▶ [Brief] Gather every line in the rows below that contains the word "green" and copy each one out.

[Object location annotation data]
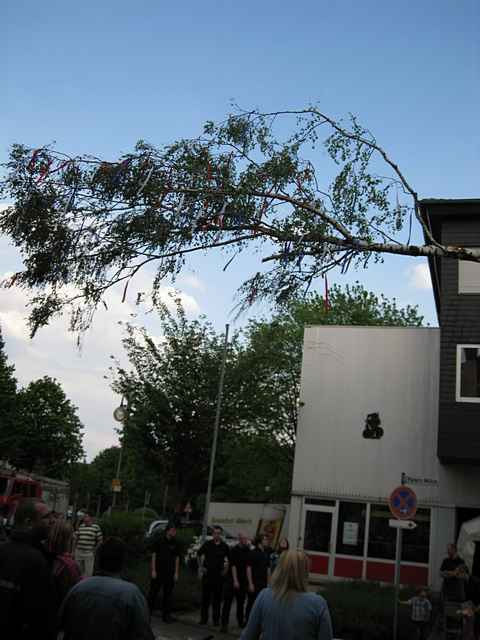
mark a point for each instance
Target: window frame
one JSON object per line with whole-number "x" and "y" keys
{"x": 462, "y": 265}
{"x": 458, "y": 381}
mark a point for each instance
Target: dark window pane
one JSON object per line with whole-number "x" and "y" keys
{"x": 415, "y": 542}
{"x": 351, "y": 528}
{"x": 382, "y": 537}
{"x": 470, "y": 372}
{"x": 318, "y": 527}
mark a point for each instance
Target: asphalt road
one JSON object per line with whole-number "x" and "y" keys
{"x": 186, "y": 631}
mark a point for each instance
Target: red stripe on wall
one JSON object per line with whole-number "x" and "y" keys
{"x": 380, "y": 571}
{"x": 385, "y": 572}
{"x": 414, "y": 575}
{"x": 319, "y": 564}
{"x": 348, "y": 568}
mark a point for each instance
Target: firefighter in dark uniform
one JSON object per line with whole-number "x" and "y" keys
{"x": 164, "y": 570}
{"x": 213, "y": 560}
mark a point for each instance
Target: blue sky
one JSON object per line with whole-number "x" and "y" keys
{"x": 97, "y": 76}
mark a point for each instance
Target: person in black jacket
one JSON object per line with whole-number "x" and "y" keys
{"x": 27, "y": 593}
{"x": 258, "y": 570}
{"x": 213, "y": 558}
{"x": 236, "y": 582}
{"x": 164, "y": 569}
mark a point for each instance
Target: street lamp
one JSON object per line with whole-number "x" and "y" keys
{"x": 215, "y": 435}
{"x": 120, "y": 414}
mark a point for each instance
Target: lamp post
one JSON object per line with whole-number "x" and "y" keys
{"x": 215, "y": 435}
{"x": 120, "y": 415}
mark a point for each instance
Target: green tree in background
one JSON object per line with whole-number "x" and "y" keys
{"x": 8, "y": 403}
{"x": 301, "y": 192}
{"x": 172, "y": 388}
{"x": 48, "y": 435}
{"x": 172, "y": 391}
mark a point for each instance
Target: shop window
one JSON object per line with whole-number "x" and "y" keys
{"x": 416, "y": 542}
{"x": 318, "y": 529}
{"x": 351, "y": 528}
{"x": 25, "y": 489}
{"x": 382, "y": 537}
{"x": 468, "y": 373}
{"x": 320, "y": 501}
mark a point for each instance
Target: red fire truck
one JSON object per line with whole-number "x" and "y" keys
{"x": 14, "y": 487}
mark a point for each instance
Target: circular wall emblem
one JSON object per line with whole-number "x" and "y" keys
{"x": 403, "y": 503}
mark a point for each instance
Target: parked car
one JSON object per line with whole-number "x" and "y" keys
{"x": 155, "y": 527}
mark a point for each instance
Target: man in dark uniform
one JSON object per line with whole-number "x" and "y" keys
{"x": 258, "y": 570}
{"x": 213, "y": 557}
{"x": 164, "y": 570}
{"x": 236, "y": 582}
{"x": 455, "y": 575}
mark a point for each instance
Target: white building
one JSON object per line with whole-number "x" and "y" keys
{"x": 413, "y": 379}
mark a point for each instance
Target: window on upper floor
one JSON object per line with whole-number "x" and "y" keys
{"x": 468, "y": 277}
{"x": 468, "y": 373}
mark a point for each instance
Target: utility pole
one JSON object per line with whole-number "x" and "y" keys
{"x": 120, "y": 414}
{"x": 215, "y": 435}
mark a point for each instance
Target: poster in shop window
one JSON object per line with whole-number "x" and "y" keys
{"x": 350, "y": 533}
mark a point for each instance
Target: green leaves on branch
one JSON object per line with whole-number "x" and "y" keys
{"x": 84, "y": 224}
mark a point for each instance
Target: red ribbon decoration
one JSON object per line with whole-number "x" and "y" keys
{"x": 45, "y": 170}
{"x": 31, "y": 164}
{"x": 326, "y": 301}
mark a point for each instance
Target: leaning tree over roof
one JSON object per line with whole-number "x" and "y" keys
{"x": 84, "y": 224}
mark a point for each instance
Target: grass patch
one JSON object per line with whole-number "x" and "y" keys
{"x": 187, "y": 592}
{"x": 365, "y": 610}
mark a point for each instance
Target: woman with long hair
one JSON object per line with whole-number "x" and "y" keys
{"x": 66, "y": 572}
{"x": 287, "y": 610}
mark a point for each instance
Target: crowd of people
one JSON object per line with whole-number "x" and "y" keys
{"x": 54, "y": 579}
{"x": 47, "y": 588}
{"x": 285, "y": 610}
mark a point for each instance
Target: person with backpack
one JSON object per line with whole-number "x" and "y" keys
{"x": 27, "y": 593}
{"x": 106, "y": 607}
{"x": 88, "y": 538}
{"x": 66, "y": 572}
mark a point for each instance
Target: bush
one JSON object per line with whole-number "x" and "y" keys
{"x": 130, "y": 527}
{"x": 187, "y": 593}
{"x": 149, "y": 514}
{"x": 364, "y": 610}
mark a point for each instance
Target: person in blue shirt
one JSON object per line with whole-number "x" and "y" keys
{"x": 286, "y": 610}
{"x": 106, "y": 607}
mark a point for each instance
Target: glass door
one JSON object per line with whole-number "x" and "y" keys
{"x": 318, "y": 538}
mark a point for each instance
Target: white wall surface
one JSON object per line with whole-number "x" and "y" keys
{"x": 349, "y": 372}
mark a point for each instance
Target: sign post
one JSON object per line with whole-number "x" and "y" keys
{"x": 398, "y": 556}
{"x": 403, "y": 505}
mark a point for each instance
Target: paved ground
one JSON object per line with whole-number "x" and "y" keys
{"x": 187, "y": 629}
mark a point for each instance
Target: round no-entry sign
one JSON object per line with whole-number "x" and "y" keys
{"x": 403, "y": 503}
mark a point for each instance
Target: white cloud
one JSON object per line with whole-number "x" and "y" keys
{"x": 419, "y": 277}
{"x": 193, "y": 281}
{"x": 53, "y": 351}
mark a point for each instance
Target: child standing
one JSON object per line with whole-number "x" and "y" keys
{"x": 420, "y": 612}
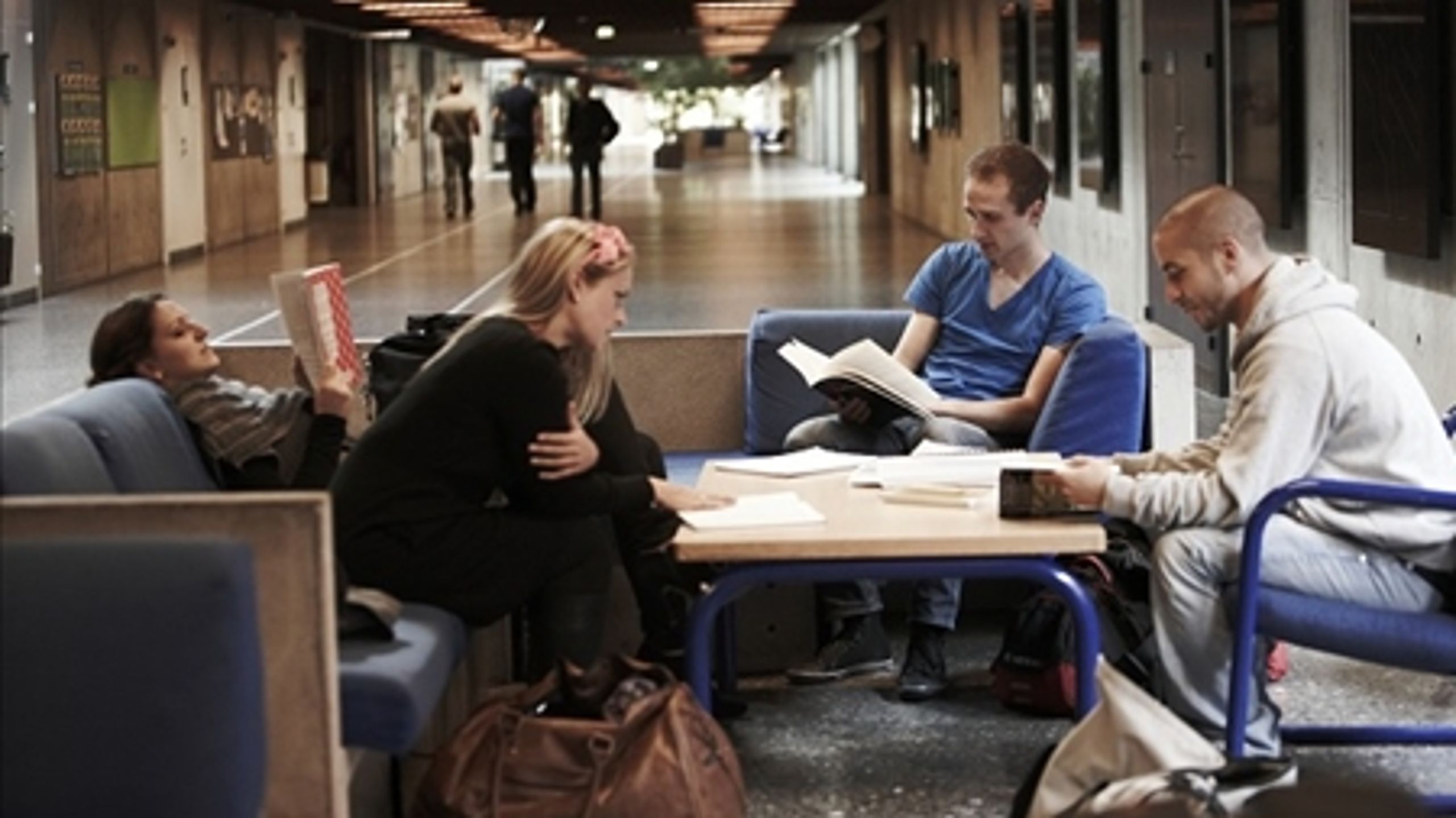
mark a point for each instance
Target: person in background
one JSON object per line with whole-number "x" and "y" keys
{"x": 519, "y": 115}
{"x": 590, "y": 127}
{"x": 992, "y": 323}
{"x": 456, "y": 123}
{"x": 254, "y": 438}
{"x": 1320, "y": 393}
{"x": 510, "y": 469}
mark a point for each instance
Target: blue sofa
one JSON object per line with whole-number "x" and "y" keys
{"x": 133, "y": 680}
{"x": 126, "y": 438}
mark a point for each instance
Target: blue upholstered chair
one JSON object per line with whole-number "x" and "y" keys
{"x": 1411, "y": 641}
{"x": 133, "y": 680}
{"x": 1097, "y": 405}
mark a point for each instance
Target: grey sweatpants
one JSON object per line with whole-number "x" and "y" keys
{"x": 1193, "y": 568}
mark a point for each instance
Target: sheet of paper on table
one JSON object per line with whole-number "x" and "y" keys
{"x": 756, "y": 512}
{"x": 796, "y": 465}
{"x": 948, "y": 469}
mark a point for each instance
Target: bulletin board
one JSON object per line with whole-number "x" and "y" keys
{"x": 133, "y": 123}
{"x": 79, "y": 120}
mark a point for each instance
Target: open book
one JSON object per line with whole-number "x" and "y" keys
{"x": 862, "y": 370}
{"x": 756, "y": 512}
{"x": 316, "y": 313}
{"x": 1028, "y": 491}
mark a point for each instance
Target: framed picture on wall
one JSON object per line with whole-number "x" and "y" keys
{"x": 226, "y": 121}
{"x": 1395, "y": 137}
{"x": 81, "y": 124}
{"x": 258, "y": 123}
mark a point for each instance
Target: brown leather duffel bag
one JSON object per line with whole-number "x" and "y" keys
{"x": 621, "y": 740}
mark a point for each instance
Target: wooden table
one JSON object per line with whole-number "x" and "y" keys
{"x": 865, "y": 538}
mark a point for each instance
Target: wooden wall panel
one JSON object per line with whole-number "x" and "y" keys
{"x": 73, "y": 232}
{"x": 259, "y": 200}
{"x": 76, "y": 220}
{"x": 134, "y": 194}
{"x": 134, "y": 219}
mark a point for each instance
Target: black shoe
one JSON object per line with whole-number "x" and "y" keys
{"x": 924, "y": 676}
{"x": 859, "y": 648}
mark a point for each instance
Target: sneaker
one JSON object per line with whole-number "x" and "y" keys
{"x": 924, "y": 676}
{"x": 859, "y": 648}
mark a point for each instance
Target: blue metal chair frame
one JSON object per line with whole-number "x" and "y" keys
{"x": 1246, "y": 624}
{"x": 737, "y": 580}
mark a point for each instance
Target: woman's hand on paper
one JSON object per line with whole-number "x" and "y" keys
{"x": 564, "y": 455}
{"x": 334, "y": 393}
{"x": 683, "y": 498}
{"x": 1083, "y": 479}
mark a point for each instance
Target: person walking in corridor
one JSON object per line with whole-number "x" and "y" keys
{"x": 590, "y": 127}
{"x": 519, "y": 115}
{"x": 456, "y": 123}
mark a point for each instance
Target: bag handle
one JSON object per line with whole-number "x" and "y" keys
{"x": 510, "y": 723}
{"x": 601, "y": 746}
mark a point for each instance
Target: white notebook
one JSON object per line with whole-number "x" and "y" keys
{"x": 796, "y": 463}
{"x": 756, "y": 512}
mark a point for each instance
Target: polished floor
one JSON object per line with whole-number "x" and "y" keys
{"x": 715, "y": 242}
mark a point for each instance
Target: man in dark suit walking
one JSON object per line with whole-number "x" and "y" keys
{"x": 590, "y": 126}
{"x": 519, "y": 115}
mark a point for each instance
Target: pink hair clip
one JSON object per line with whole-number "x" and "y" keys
{"x": 609, "y": 245}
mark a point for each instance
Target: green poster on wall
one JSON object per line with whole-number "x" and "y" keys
{"x": 133, "y": 123}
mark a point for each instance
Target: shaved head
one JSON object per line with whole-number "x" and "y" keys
{"x": 1206, "y": 217}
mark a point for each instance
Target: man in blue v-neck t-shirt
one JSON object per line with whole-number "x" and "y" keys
{"x": 992, "y": 323}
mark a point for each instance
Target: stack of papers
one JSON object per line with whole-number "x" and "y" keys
{"x": 756, "y": 512}
{"x": 796, "y": 463}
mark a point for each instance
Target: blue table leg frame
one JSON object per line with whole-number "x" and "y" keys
{"x": 740, "y": 578}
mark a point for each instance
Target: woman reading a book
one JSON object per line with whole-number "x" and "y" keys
{"x": 510, "y": 469}
{"x": 257, "y": 438}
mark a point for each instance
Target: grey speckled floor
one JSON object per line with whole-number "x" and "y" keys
{"x": 855, "y": 750}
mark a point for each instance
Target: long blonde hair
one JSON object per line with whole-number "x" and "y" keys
{"x": 536, "y": 289}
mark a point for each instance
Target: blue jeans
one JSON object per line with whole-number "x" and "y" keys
{"x": 1193, "y": 568}
{"x": 935, "y": 601}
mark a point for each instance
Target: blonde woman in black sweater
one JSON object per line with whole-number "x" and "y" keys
{"x": 510, "y": 469}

▶ [Solution to this exercise]
Target: green tree in background
Target: green leaves on branch
Target: green poster on wall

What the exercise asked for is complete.